Pages

Thursday, November 25, 2021

A Flood-Evacuee and What God Knows

As I write this, my family is on day 11 of being evacuated from our community because of flooding. We were not in the flood’s path, but the damage done to the water and sewage infrastructure required evacuation of the whole town anyway. We are very thankful for how God has provided for us, but experiencing cabin-fever from being away from home. 

My testimony for almost three decades has been that God speaks to his children through his word in the most real and personal of ways no matter what we are going through. The stage that is set by this present experience may be unique for us, but hearing God speaking through his word in the midst of it is no longer anything new.

Yesterday morning I began my time with God by considering how his thoughts must be magnificently different from mine. Knowing that I rely on what is called slow-track thinking while being oblivious to what my fast-track thinking is telling me is humbling. So much to learn.[1] 

This settled into considering that God knows. I love meditating on this even though I know I don’t know how his thoughts work, or how communication of thoughts happens between the Triune. As G. Campbell Morgan once said, “Out of wonder worship is born.” I love watching what wonder does to my spontaneous worship of the Triune God. 

With this setting the stage, I came back to the passage in John 13 about Jesus washing the disciples’ feet. I noticed that three times John tells us that Jesus knew something.

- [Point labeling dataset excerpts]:
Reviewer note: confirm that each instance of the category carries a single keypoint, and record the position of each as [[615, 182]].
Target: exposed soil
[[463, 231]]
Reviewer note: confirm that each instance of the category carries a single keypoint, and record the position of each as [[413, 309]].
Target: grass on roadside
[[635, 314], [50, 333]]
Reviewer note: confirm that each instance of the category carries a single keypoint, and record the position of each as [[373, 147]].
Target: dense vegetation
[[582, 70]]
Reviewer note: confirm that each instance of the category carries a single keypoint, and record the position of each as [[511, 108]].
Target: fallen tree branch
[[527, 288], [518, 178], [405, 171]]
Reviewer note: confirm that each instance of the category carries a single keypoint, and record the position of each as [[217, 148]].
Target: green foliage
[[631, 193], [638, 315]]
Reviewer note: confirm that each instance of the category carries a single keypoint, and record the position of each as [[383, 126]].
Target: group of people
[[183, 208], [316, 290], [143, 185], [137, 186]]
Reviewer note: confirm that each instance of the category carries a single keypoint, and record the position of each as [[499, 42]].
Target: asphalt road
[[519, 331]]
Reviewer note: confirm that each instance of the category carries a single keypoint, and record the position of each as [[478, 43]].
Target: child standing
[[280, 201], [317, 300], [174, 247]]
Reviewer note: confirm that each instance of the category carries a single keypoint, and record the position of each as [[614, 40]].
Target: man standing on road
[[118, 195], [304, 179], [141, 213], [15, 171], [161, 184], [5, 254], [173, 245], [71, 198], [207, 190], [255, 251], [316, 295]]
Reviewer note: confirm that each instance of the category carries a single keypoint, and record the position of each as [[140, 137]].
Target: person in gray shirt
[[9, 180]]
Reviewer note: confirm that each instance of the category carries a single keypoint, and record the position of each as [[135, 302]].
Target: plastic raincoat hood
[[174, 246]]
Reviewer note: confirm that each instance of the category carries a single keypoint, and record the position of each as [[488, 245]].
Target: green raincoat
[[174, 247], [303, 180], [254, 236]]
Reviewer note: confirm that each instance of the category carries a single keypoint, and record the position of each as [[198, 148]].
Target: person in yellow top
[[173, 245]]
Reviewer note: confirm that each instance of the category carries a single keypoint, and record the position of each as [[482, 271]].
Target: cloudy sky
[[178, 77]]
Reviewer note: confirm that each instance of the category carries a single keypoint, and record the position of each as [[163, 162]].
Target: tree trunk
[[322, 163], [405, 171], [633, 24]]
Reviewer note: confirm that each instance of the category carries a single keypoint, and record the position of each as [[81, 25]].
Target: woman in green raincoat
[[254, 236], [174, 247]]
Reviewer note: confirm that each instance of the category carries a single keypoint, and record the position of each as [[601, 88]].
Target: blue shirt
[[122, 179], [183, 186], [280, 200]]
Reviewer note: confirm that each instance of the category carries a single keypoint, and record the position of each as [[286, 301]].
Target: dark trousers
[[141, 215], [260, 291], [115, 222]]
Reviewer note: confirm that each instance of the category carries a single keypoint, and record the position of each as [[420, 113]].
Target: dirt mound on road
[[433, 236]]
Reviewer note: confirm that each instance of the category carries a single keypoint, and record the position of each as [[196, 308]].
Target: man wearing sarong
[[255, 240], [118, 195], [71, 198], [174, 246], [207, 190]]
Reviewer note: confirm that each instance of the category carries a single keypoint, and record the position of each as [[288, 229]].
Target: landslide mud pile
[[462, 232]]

- [EXERCISES TO COMPLETE]:
(A) State whether each statement agrees with the flood-evacuee post, answering yes or no and quoting the words of the post that decide it: (i) the author's home lay in the path of the flood; (ii) the family had been evacuated for 11 days at the time of writing; (iii) John 13 states four times that Jesus knew something.
(B) Reproduce the passage of the flood-evacuee post starting at "Thursday, November 25, 2021" and ending at "longer anything new.".
The data are separate material and are unrelated to the flood-evacuee post.

- [EXPECTED OUTPUTS]:
(A)
(i) No: "We were not in the flood’s path"
(ii) Yes: "my family is on day 11 of being evacuated from our community"
(iii) No: "I noticed that three times John tells us that Jesus knew something."

(B)
Thursday, November 25, 2021

A Flood-Evacuee and What God Knows

As I write this, my family is on day 11 of being evacuated from our community because of flooding. We were not in the flood’s path, but the damage done to the water and sewage infrastructure required evacuation of the whole town anyway. We are very thankful for how God has provided for us, but experiencing cabin-fever from being away from home. 

My testimony for almost three decades has been that God speaks to his children through his word in the most real and personal of ways no matter what we are going through. The stage that is set by this present experience may be unique for us, but hearing God speaking through his word in the midst of it is no longer anything new.